Task details: Starting with the line that contains "For the audit set, annotate each instance of the backpack", copy every line through the end of the data below, exactly and with nothing added.

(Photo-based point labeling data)
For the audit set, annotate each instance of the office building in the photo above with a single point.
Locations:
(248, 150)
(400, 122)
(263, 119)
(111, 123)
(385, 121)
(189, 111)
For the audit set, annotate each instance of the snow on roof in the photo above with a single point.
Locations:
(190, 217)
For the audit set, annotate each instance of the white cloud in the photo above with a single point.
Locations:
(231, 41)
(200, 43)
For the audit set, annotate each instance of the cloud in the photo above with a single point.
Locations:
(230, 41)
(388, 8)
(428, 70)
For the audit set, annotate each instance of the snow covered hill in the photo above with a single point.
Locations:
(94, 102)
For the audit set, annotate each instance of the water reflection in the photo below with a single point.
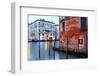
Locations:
(44, 51)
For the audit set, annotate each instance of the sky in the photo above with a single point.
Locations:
(32, 18)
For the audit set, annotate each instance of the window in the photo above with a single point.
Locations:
(63, 26)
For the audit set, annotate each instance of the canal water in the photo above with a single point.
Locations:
(44, 51)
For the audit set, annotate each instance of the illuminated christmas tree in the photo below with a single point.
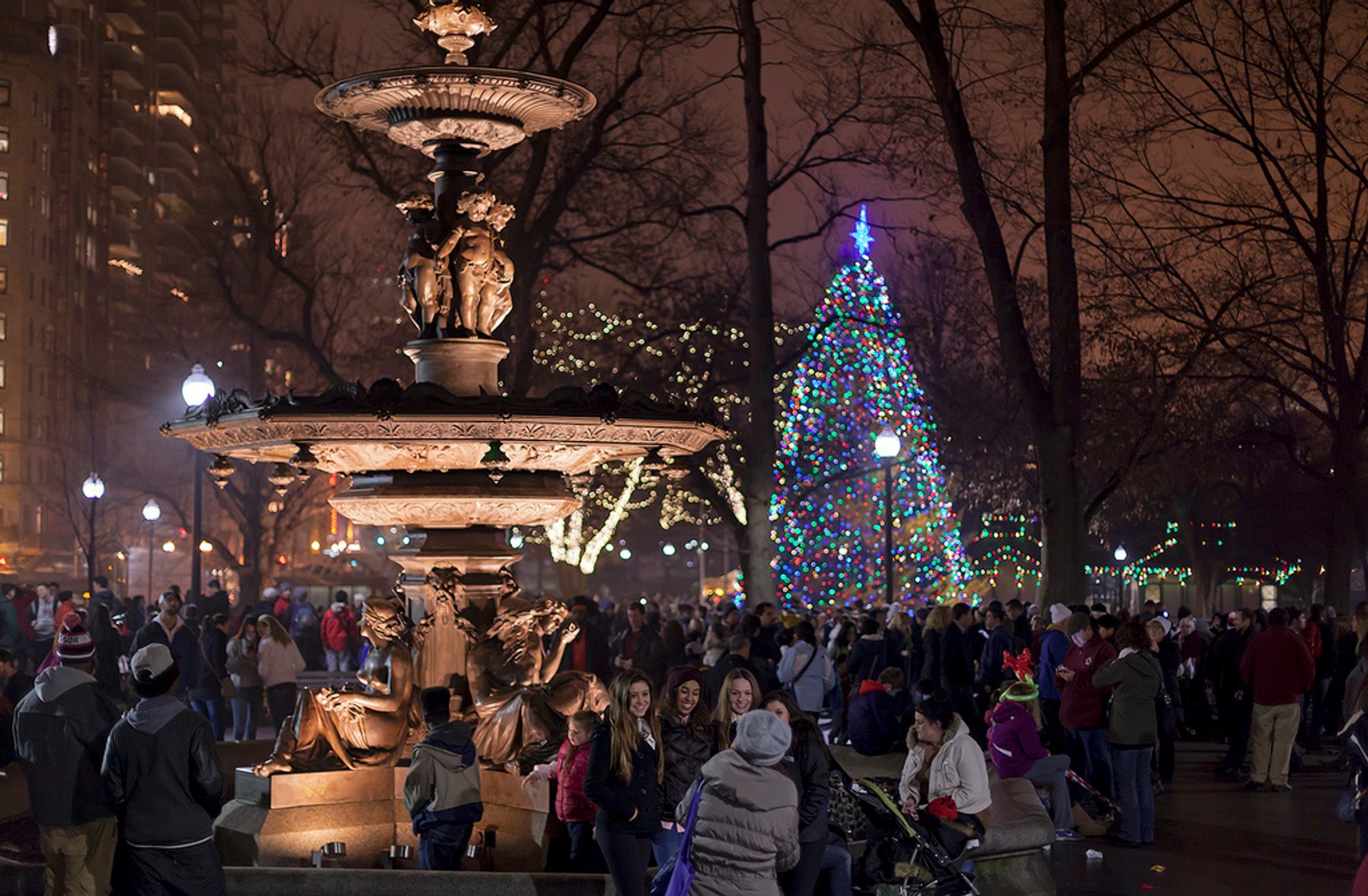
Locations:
(854, 383)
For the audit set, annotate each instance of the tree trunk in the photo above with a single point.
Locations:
(1062, 520)
(1342, 526)
(761, 444)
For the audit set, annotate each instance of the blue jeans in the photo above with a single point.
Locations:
(586, 857)
(1091, 756)
(838, 862)
(247, 713)
(441, 847)
(1134, 792)
(215, 712)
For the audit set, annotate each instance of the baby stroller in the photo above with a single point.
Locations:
(901, 855)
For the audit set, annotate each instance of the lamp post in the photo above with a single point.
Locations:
(151, 512)
(93, 490)
(196, 390)
(887, 447)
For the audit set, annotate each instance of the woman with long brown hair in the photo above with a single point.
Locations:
(739, 695)
(279, 664)
(627, 766)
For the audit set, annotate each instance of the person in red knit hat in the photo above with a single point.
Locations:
(1280, 671)
(61, 729)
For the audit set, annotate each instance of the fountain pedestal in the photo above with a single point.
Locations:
(281, 820)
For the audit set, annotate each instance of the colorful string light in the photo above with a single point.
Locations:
(828, 511)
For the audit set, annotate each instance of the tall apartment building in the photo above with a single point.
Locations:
(98, 163)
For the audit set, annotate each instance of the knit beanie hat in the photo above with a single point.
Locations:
(1077, 622)
(762, 738)
(679, 674)
(74, 642)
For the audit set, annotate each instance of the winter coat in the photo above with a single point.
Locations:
(1082, 702)
(1014, 741)
(685, 751)
(958, 657)
(812, 775)
(1054, 647)
(276, 662)
(618, 799)
(817, 680)
(214, 658)
(571, 768)
(1136, 680)
(746, 830)
(991, 664)
(872, 720)
(182, 643)
(958, 771)
(1278, 667)
(442, 786)
(868, 657)
(933, 664)
(163, 775)
(241, 657)
(340, 630)
(59, 732)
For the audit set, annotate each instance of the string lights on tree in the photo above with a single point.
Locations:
(855, 380)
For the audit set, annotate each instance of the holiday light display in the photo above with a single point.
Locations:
(828, 512)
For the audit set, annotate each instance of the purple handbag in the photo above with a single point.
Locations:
(682, 876)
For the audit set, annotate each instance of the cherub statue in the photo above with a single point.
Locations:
(520, 697)
(334, 728)
(422, 293)
(474, 260)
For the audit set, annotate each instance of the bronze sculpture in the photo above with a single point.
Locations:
(355, 729)
(520, 698)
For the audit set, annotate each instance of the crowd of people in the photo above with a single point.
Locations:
(717, 714)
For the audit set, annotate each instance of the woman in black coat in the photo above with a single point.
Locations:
(809, 766)
(690, 741)
(624, 781)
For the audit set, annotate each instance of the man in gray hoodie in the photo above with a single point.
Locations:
(165, 780)
(59, 732)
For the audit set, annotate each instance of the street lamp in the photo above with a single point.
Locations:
(93, 490)
(887, 447)
(151, 512)
(196, 390)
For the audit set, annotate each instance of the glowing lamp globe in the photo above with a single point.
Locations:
(93, 487)
(197, 387)
(887, 444)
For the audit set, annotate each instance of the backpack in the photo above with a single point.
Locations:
(304, 621)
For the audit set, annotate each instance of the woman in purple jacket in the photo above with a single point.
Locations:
(1014, 744)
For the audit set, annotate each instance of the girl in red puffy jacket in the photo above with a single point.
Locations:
(572, 808)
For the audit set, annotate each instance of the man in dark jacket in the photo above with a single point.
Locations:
(639, 646)
(739, 658)
(1278, 671)
(165, 780)
(589, 652)
(1000, 639)
(169, 630)
(59, 731)
(1234, 702)
(442, 787)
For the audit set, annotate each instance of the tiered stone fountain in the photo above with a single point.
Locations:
(449, 456)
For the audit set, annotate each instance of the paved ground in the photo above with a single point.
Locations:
(1211, 839)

Problem solution:
For the audit set, annotate each instance of the backpack in the photo above with a single point.
Locations:
(304, 621)
For the audit set, annotate each instance of the woman in purple jacket in the photo above with a single point.
Locations:
(1014, 744)
For the audit set, annotate each instance of the girl in red puffy jacket in the photo above with a single point.
Locations:
(572, 808)
For the audit set, annotate each instance of the man in dark jacket in the photo above with a single point.
Locations:
(639, 646)
(739, 658)
(1278, 671)
(165, 780)
(589, 652)
(1000, 639)
(169, 630)
(59, 731)
(1234, 702)
(442, 787)
For the audit set, annotate each instance of the tiered stone fountain in the photo above with a single point.
Locations:
(449, 456)
For the audit set, annotate each instance of the paved ground in the photo above with a single point.
Locations:
(1211, 839)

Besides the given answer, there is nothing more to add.